» Data shown

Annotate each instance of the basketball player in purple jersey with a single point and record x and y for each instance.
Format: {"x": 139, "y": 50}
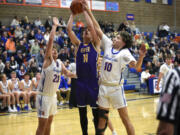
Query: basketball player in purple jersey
{"x": 86, "y": 70}
{"x": 116, "y": 57}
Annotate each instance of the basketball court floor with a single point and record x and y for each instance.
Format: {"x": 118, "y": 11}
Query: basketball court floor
{"x": 142, "y": 111}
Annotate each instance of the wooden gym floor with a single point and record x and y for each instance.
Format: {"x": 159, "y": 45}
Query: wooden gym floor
{"x": 142, "y": 112}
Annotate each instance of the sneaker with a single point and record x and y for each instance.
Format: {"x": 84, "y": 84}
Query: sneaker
{"x": 10, "y": 110}
{"x": 26, "y": 108}
{"x": 114, "y": 133}
{"x": 18, "y": 108}
{"x": 15, "y": 110}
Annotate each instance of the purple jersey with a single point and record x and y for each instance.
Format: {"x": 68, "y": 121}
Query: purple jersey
{"x": 86, "y": 62}
{"x": 86, "y": 69}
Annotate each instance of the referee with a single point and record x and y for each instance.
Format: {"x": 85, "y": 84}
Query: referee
{"x": 169, "y": 104}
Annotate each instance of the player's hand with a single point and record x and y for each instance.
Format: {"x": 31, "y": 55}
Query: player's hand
{"x": 56, "y": 21}
{"x": 85, "y": 5}
{"x": 142, "y": 50}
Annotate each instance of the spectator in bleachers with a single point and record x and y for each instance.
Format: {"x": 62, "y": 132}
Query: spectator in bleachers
{"x": 5, "y": 89}
{"x": 18, "y": 33}
{"x": 31, "y": 37}
{"x": 19, "y": 58}
{"x": 27, "y": 30}
{"x": 35, "y": 48}
{"x": 13, "y": 63}
{"x": 27, "y": 87}
{"x": 20, "y": 46}
{"x": 39, "y": 37}
{"x": 4, "y": 57}
{"x": 177, "y": 58}
{"x": 37, "y": 22}
{"x": 21, "y": 72}
{"x": 2, "y": 66}
{"x": 63, "y": 56}
{"x": 4, "y": 37}
{"x": 48, "y": 23}
{"x": 15, "y": 87}
{"x": 46, "y": 37}
{"x": 15, "y": 22}
{"x": 7, "y": 69}
{"x": 11, "y": 32}
{"x": 10, "y": 46}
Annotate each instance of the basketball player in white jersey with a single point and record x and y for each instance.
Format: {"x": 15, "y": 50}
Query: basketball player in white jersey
{"x": 5, "y": 90}
{"x": 49, "y": 82}
{"x": 15, "y": 87}
{"x": 27, "y": 88}
{"x": 111, "y": 92}
{"x": 163, "y": 71}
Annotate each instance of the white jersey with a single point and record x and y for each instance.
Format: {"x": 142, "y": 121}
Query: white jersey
{"x": 50, "y": 79}
{"x": 72, "y": 67}
{"x": 26, "y": 84}
{"x": 113, "y": 62}
{"x": 35, "y": 80}
{"x": 15, "y": 84}
{"x": 4, "y": 86}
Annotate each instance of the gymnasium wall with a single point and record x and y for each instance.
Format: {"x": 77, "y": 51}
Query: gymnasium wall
{"x": 147, "y": 16}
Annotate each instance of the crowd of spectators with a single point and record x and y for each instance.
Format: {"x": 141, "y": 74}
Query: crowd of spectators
{"x": 23, "y": 44}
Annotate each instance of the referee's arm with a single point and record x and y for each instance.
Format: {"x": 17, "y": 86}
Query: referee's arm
{"x": 168, "y": 103}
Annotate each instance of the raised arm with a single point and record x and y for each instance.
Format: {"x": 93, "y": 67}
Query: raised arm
{"x": 95, "y": 23}
{"x": 71, "y": 34}
{"x": 92, "y": 30}
{"x": 48, "y": 54}
{"x": 67, "y": 72}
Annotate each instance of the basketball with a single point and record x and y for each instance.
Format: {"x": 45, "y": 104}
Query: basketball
{"x": 76, "y": 7}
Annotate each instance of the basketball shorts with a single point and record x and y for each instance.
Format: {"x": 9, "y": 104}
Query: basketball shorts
{"x": 114, "y": 96}
{"x": 46, "y": 106}
{"x": 86, "y": 93}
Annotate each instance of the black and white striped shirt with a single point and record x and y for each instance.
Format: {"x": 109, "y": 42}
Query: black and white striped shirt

» What this task involves
Restate the records above exactly, less any pictures.

» Answer space
Annotate each instance of the basketball player in purple jersey with a single point and record x and y for each instance.
Format: {"x": 139, "y": 50}
Query: basketball player in purple jersey
{"x": 86, "y": 70}
{"x": 116, "y": 57}
Annotate each instance of the basketball court floor with a single point and record x and y for each instance.
Format: {"x": 118, "y": 11}
Query: basketball court floor
{"x": 142, "y": 111}
Annotate each instance of the wooden gym floor with a single point and record x and y for each instance.
Format: {"x": 159, "y": 45}
Query: wooden gym floor
{"x": 142, "y": 112}
Annotate each instance of the sneaker with a single point and record x and y for each instance.
Format: {"x": 84, "y": 84}
Query: sneaker
{"x": 10, "y": 110}
{"x": 26, "y": 108}
{"x": 114, "y": 133}
{"x": 18, "y": 108}
{"x": 15, "y": 110}
Annotate each instance of the purple jersey with a single point and record x and y for each instance.
Format: {"x": 68, "y": 121}
Query: purple jersey
{"x": 86, "y": 62}
{"x": 86, "y": 69}
Annotate each instance of the referee with a single point and record x and y for each instance.
Format: {"x": 85, "y": 84}
Query: referee
{"x": 169, "y": 104}
Annotate each instance of the player's hand with a single point and record x and y for each instance.
Format: {"x": 31, "y": 55}
Query: player's hand
{"x": 56, "y": 21}
{"x": 85, "y": 5}
{"x": 142, "y": 50}
Annotate each instance of the spectator in bleachers with a single point and record x and y for each instance.
Format: {"x": 62, "y": 132}
Query: spectator in bleachers
{"x": 5, "y": 89}
{"x": 18, "y": 33}
{"x": 31, "y": 37}
{"x": 19, "y": 58}
{"x": 27, "y": 30}
{"x": 35, "y": 48}
{"x": 13, "y": 63}
{"x": 27, "y": 87}
{"x": 20, "y": 46}
{"x": 39, "y": 37}
{"x": 4, "y": 57}
{"x": 177, "y": 58}
{"x": 37, "y": 22}
{"x": 21, "y": 72}
{"x": 2, "y": 66}
{"x": 63, "y": 56}
{"x": 4, "y": 37}
{"x": 48, "y": 23}
{"x": 15, "y": 87}
{"x": 46, "y": 37}
{"x": 15, "y": 22}
{"x": 7, "y": 69}
{"x": 11, "y": 32}
{"x": 10, "y": 46}
Annotate each instance of the basketball player in white jersey with a single point and record x and y for each instance.
Format: {"x": 15, "y": 50}
Query: basketball player in white jersey
{"x": 5, "y": 90}
{"x": 49, "y": 82}
{"x": 15, "y": 87}
{"x": 27, "y": 88}
{"x": 111, "y": 92}
{"x": 163, "y": 71}
Annotate each instance of the white jersey with a single point and record x and y for each instance.
Format: {"x": 142, "y": 121}
Query: white jersey
{"x": 50, "y": 79}
{"x": 72, "y": 67}
{"x": 26, "y": 84}
{"x": 113, "y": 62}
{"x": 35, "y": 80}
{"x": 15, "y": 84}
{"x": 4, "y": 86}
Annotate each instance of the gymnasium wall with a single point and record x and y for each instance.
Format: {"x": 77, "y": 51}
Query: gymnasium wall
{"x": 147, "y": 16}
Annotate each instance of the crowd of spectators with a single point and record x and y for each instance.
Format: {"x": 141, "y": 74}
Query: crowd of spectators
{"x": 23, "y": 44}
Annotate each instance of the referee's arm with a single point and record x and y for each instance.
Format: {"x": 17, "y": 86}
Query: referee's arm
{"x": 168, "y": 103}
Annotate each instance of the raised arm with a single point and record x and y for each instance.
Format: {"x": 93, "y": 67}
Query: raised arm
{"x": 95, "y": 23}
{"x": 71, "y": 34}
{"x": 92, "y": 30}
{"x": 48, "y": 54}
{"x": 67, "y": 72}
Annotate each instance of the basketball with a single point and record x and y for each instance.
Format: {"x": 45, "y": 104}
Query: basketball
{"x": 76, "y": 7}
Annotate each instance of the basketball shorts with a single point and record x and y for each instance.
Format: {"x": 9, "y": 104}
Query: basketball shorts
{"x": 114, "y": 96}
{"x": 46, "y": 106}
{"x": 86, "y": 93}
Annotate each instance of the black and white striped shirt with a single point and record x and y for each instance.
Format: {"x": 109, "y": 42}
Query: black and white striped shirt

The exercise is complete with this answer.